## WORK INSTRUCTIONS
Do these statements agree with the court opinion below? Answer yes or no for each, and quote the words from the opinion that decide it. (a) Earl Stewart was the plaintiff in the lower court. (b) The appeal was heard by the Third District. (c) The court affirmed the summary final judgment.

Earl STEWART, Appellant,
v.
BOHO, INC. and Pubco, Inc. D/B/a Frenchie's Bar and Package Store, Appellees.

No. 85-2662.

District Court of Appeal of Florida, Fourth District.

September 10, 1986.

Paul M. Sullivan, Jr., West Palm Beach for appellant.

Lyman H. Reynolds, Jr. and Kenneth W. Moffet of Law Offices of Fleming, O'Bryan & Fleming, P.A., West Palm Beach, for appellees.

WETHERINGTON, GERALD T., Associate Judge.

Appellant, Earl Stewart, plaintiff below, appeals from a summary final judgment in favor of Appellees, Boho, Inc. and Pubco, *96 Inc. d/b/a Frenchie's Bar and Package Store, defendants below, in a personal injury negligence action. We hold that the defendants failed to demonstrate the absence of a genuine issue of material fact on Stewart's claim of negligence and reverse the summary final judgment.

## RECORDED DATA
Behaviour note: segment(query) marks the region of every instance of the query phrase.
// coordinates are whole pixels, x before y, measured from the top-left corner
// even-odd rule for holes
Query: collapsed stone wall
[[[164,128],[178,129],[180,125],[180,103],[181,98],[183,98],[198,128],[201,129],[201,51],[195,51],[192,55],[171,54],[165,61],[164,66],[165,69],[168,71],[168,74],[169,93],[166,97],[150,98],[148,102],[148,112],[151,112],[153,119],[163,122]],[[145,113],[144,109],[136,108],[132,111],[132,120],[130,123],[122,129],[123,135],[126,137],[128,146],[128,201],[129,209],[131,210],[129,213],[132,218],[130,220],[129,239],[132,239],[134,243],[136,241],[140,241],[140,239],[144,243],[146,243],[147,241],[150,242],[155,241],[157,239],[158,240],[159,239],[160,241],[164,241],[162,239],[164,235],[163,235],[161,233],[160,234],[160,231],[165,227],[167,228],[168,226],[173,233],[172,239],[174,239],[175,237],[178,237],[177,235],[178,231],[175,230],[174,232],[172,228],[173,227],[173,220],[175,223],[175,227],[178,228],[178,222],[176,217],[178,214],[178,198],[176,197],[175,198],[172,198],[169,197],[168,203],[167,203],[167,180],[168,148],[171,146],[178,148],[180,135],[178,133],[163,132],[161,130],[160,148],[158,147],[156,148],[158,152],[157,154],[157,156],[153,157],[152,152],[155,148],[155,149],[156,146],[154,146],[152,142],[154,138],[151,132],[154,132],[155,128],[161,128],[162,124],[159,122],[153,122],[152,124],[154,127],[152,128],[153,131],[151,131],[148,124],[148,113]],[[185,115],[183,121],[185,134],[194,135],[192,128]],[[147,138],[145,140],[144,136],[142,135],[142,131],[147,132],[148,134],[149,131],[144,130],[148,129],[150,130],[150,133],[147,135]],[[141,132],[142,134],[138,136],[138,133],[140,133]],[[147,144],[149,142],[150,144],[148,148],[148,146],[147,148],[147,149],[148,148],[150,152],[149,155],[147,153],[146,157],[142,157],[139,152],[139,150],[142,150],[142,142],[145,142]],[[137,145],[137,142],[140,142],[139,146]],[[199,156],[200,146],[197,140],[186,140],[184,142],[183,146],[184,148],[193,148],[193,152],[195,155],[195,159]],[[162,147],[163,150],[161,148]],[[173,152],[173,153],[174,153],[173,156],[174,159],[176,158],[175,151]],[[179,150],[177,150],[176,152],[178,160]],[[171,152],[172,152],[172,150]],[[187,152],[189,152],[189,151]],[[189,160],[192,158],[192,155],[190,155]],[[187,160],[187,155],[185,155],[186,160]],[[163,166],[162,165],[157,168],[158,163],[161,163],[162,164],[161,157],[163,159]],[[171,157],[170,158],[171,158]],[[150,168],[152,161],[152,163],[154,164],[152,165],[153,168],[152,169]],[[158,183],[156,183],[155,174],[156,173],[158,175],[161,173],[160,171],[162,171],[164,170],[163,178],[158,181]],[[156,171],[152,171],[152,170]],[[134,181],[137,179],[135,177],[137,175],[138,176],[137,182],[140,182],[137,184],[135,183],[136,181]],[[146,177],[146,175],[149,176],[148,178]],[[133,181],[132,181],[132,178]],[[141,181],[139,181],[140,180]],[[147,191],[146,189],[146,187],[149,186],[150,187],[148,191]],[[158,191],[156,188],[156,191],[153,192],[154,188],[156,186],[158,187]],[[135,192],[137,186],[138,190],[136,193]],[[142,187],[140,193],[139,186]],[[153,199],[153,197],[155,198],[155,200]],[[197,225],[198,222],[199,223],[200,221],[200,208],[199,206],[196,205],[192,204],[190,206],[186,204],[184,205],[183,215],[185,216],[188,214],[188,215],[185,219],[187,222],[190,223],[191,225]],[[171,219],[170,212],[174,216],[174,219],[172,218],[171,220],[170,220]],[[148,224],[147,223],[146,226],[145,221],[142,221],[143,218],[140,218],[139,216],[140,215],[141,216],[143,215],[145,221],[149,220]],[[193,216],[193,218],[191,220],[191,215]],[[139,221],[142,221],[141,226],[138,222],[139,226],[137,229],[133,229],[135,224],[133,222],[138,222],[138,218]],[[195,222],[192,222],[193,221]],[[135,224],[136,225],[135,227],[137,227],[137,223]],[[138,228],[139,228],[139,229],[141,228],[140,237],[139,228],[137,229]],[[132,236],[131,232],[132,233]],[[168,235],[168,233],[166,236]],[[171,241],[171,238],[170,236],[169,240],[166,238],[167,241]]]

## RESPONSE TO THE TASK
(a) Yes: "Appellant, Earl Stewart, plaintiff below"
(b) No: "District Court of Appeal of Florida, Fourth District."
(c) No: "reverse the summary final judgment"